--- Dataset records Enclosed Below ---

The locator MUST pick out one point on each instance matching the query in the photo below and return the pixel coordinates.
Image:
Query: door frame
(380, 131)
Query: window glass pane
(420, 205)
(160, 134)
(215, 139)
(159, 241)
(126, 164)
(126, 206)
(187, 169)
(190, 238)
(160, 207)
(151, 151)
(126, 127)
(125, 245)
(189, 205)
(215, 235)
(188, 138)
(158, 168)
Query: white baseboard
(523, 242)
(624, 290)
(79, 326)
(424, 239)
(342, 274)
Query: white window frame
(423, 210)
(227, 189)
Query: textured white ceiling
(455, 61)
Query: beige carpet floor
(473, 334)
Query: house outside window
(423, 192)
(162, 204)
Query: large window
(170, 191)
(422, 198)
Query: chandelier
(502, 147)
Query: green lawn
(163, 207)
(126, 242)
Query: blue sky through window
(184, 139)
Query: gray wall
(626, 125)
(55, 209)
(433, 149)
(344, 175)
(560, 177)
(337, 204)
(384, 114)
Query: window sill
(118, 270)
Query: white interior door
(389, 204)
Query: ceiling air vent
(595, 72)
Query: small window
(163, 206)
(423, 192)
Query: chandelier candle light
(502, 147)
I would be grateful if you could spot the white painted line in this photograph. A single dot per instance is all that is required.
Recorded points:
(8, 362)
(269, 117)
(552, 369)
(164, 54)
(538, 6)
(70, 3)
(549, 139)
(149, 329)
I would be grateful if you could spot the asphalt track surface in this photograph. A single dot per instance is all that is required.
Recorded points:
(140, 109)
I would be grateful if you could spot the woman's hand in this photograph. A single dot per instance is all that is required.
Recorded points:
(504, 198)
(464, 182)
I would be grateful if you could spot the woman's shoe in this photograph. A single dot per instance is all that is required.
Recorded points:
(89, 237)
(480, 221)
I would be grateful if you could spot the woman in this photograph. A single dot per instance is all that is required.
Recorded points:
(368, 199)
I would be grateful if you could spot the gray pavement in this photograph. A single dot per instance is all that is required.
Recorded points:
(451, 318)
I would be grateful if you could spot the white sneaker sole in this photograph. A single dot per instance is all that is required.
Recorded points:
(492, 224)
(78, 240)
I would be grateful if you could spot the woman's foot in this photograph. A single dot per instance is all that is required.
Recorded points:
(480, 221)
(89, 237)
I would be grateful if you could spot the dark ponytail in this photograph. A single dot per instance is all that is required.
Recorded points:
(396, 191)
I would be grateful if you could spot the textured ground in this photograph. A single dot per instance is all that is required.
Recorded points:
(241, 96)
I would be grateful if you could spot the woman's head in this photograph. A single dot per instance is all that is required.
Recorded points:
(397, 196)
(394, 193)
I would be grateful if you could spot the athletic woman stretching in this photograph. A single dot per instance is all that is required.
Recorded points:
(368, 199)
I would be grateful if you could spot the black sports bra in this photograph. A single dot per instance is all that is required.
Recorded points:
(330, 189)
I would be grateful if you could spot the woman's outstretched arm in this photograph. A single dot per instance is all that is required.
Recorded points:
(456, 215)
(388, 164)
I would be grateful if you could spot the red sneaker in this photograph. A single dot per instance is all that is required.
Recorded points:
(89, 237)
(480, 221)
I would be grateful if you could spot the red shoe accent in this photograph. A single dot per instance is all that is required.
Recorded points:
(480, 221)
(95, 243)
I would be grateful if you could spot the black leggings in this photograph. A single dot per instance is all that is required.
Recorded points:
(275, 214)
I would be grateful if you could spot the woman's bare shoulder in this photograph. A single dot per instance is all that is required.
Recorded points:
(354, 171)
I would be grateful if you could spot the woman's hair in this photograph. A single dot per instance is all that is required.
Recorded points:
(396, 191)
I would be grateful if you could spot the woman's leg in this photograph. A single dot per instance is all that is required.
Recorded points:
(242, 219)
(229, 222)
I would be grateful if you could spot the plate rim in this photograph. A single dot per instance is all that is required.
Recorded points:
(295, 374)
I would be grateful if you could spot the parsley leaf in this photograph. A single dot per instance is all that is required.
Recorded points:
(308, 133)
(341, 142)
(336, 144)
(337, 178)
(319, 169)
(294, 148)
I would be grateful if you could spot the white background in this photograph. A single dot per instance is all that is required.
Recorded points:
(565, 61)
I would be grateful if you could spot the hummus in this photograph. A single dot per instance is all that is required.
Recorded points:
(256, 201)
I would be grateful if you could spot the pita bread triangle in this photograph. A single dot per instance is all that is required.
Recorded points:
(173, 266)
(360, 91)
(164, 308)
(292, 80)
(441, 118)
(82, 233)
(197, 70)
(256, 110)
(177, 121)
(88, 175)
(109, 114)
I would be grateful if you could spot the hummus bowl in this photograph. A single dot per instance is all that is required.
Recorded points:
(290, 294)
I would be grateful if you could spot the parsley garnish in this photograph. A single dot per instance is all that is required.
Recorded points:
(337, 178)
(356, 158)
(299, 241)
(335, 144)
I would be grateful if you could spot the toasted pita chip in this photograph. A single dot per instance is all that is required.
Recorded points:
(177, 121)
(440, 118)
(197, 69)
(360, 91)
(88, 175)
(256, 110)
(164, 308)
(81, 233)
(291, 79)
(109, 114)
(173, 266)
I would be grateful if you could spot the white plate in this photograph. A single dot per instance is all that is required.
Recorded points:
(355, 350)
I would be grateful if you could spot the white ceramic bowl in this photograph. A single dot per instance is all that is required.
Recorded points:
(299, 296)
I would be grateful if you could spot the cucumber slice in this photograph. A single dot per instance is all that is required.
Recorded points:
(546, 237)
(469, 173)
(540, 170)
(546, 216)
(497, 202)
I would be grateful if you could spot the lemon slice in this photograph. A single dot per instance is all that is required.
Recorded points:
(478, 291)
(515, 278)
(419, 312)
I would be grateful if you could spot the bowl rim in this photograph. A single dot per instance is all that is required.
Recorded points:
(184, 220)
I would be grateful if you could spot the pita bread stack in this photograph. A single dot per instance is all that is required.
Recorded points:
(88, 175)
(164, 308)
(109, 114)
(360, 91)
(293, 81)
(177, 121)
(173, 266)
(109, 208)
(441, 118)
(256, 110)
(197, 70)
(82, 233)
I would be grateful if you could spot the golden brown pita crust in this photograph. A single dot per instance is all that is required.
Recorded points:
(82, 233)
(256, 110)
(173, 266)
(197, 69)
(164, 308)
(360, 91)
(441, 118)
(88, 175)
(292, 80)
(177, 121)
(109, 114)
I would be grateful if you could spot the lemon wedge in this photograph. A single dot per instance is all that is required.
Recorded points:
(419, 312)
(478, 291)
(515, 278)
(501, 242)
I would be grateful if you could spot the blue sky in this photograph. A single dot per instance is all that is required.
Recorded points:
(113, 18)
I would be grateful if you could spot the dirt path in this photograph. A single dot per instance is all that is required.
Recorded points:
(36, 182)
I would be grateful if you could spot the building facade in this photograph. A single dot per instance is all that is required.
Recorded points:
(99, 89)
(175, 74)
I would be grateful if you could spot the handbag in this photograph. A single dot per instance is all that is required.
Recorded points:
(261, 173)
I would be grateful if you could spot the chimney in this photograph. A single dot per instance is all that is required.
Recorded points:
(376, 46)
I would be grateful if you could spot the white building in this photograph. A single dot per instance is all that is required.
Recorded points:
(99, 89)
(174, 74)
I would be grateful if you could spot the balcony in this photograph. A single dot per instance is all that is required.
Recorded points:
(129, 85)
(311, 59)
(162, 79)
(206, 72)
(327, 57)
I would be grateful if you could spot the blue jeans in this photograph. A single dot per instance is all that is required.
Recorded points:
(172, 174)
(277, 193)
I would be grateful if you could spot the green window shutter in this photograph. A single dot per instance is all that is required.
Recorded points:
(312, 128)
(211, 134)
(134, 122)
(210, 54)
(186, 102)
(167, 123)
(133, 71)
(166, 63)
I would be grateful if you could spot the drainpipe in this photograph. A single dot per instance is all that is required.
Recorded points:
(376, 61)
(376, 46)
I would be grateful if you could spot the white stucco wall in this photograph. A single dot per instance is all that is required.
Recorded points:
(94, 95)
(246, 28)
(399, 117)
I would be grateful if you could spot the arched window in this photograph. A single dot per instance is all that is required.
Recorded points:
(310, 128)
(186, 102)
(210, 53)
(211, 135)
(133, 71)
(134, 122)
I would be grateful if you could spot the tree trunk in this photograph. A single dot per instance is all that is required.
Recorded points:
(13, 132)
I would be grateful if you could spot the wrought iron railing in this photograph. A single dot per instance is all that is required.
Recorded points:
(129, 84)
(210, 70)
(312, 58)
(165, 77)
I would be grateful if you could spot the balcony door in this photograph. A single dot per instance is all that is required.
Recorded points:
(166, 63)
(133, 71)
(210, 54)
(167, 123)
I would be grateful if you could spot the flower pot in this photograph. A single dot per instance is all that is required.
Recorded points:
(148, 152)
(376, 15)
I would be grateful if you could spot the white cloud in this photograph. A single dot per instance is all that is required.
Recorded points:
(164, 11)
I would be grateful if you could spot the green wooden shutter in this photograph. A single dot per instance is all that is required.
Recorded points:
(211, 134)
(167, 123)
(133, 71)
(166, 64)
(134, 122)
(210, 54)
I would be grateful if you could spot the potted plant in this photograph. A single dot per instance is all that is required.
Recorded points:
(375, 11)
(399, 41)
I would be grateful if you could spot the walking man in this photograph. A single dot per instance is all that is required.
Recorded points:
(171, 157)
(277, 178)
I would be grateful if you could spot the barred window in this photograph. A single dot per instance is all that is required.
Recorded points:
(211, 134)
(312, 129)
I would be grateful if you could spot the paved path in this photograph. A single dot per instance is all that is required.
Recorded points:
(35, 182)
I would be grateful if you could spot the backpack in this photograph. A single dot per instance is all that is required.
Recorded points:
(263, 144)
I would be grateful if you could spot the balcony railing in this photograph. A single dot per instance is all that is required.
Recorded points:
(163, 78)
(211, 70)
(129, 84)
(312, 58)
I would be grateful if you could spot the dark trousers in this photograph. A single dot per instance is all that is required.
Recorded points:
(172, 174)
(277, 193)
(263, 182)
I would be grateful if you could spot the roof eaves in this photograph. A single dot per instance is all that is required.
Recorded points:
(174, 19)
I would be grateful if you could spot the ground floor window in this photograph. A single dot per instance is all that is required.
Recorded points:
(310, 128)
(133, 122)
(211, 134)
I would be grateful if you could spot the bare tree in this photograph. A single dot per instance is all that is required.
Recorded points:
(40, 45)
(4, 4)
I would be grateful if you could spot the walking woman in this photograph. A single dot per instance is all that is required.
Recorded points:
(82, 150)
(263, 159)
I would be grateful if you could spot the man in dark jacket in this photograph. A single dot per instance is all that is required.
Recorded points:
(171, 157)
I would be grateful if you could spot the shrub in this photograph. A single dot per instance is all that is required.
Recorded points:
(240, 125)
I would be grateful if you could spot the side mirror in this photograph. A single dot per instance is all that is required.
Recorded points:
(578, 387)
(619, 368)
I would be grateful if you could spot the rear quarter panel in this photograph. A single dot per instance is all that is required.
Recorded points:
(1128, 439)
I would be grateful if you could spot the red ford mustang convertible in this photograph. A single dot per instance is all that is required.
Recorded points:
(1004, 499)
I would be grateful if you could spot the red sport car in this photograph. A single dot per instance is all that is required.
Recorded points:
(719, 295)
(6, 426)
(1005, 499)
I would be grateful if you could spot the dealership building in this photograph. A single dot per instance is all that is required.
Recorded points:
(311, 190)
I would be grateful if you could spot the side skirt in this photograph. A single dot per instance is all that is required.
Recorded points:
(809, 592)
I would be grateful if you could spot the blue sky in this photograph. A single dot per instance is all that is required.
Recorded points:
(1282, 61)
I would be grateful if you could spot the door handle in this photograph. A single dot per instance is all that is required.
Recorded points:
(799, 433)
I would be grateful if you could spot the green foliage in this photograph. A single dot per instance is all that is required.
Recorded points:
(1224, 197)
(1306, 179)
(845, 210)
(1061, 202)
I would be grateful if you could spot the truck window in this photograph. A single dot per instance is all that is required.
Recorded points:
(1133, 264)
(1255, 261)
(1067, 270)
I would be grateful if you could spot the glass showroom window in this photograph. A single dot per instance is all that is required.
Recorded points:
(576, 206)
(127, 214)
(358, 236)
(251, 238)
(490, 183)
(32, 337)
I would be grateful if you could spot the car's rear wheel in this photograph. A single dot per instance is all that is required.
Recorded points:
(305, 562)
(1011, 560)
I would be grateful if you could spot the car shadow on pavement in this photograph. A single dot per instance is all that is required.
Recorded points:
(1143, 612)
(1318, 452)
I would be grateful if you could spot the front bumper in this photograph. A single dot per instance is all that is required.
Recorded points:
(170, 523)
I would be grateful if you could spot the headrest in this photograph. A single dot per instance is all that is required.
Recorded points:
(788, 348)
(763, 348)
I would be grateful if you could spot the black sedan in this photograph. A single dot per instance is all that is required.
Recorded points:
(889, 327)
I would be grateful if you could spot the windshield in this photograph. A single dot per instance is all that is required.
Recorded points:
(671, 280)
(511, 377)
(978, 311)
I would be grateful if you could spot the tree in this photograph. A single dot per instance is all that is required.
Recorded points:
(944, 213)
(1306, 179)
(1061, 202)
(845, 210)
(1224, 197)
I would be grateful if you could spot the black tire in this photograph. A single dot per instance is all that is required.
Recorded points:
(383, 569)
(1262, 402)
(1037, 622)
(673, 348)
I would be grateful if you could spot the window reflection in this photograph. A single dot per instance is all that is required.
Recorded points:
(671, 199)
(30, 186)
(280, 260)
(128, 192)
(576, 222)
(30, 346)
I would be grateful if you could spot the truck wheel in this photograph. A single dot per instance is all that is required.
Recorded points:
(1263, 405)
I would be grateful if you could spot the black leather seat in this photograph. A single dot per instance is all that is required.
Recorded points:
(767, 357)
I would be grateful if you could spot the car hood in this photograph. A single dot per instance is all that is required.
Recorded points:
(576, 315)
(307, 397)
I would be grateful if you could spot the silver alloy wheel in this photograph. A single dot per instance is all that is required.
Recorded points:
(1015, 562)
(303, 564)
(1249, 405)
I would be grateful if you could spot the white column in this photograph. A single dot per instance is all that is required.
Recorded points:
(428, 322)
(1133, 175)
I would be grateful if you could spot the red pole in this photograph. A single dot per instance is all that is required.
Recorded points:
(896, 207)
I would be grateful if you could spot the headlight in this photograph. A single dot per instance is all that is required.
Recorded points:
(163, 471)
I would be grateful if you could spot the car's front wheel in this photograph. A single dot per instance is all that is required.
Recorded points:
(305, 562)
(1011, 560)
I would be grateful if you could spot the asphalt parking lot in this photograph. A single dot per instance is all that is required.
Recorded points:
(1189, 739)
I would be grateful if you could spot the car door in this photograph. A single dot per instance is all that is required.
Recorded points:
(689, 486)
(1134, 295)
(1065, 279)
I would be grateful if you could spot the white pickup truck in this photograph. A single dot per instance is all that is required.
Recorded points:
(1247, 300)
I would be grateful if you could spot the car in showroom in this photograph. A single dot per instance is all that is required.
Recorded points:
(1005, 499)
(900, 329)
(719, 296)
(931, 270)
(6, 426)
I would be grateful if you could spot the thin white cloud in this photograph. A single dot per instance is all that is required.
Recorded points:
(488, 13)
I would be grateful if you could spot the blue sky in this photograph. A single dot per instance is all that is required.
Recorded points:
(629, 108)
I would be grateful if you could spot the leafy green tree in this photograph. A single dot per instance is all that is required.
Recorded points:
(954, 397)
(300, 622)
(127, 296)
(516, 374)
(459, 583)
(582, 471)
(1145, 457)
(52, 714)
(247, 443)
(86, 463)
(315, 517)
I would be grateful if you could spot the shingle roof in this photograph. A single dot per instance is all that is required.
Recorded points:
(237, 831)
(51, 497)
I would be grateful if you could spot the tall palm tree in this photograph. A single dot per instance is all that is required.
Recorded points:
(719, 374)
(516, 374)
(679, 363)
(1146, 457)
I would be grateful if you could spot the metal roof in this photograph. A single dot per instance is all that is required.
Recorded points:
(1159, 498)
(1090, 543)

--- End of Enclosed Dataset records ---

== What is being asked ==
Above are the records; report each line in them that includes the word "shutter".

== Written solution ==
I would be grateful if you could spot the green window shutter in this photograph. A single dot per instance is all that is required.
I would be grateful if you could spot the green wooden shutter in this photograph. A single dot per instance is all that is required.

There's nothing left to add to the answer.